--- AIM ---
Extract the entries in their exact form.

Start DATASET RECORDS

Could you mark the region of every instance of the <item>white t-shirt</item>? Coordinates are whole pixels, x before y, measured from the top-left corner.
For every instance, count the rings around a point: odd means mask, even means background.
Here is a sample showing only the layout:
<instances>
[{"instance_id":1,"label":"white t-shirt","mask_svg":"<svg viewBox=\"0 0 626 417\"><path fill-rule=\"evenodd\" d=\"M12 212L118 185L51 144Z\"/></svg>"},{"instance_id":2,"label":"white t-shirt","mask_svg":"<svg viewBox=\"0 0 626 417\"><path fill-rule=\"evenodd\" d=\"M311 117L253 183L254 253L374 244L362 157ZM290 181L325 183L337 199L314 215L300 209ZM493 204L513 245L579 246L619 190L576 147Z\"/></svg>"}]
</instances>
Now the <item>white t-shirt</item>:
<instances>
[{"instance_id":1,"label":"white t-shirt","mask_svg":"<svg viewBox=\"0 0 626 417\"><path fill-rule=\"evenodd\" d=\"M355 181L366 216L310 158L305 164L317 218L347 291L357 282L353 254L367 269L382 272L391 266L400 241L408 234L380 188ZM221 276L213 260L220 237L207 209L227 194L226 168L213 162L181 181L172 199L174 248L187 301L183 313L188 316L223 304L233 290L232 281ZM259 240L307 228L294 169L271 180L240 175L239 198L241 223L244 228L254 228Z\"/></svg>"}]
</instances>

End DATASET RECORDS

--- THE OUTPUT ---
Could you mark the region of every instance of the <item>white t-shirt</item>? Coordinates are whole pixels, x before y, measured from the top-left corner.
For every instance, count the rings around a point: odd means mask, even means background.
Here is a sample showing only the layout:
<instances>
[{"instance_id":1,"label":"white t-shirt","mask_svg":"<svg viewBox=\"0 0 626 417\"><path fill-rule=\"evenodd\" d=\"M12 212L118 185L51 144Z\"/></svg>"},{"instance_id":2,"label":"white t-shirt","mask_svg":"<svg viewBox=\"0 0 626 417\"><path fill-rule=\"evenodd\" d=\"M311 117L253 183L254 253L374 244L362 157ZM290 181L325 183L337 199L314 215L300 209ZM493 204L513 245L579 246L619 190L576 147Z\"/></svg>"}]
</instances>
Now the <item>white t-shirt</item>:
<instances>
[{"instance_id":1,"label":"white t-shirt","mask_svg":"<svg viewBox=\"0 0 626 417\"><path fill-rule=\"evenodd\" d=\"M355 181L366 216L310 158L305 164L317 218L347 291L357 282L353 254L367 269L382 272L391 266L400 241L408 234L380 188ZM221 276L213 260L220 237L207 209L227 194L226 168L213 162L181 181L172 199L174 248L187 301L183 313L188 316L223 304L233 290L232 281ZM259 240L307 228L294 169L271 180L240 175L239 198L241 223L244 228L254 228Z\"/></svg>"}]
</instances>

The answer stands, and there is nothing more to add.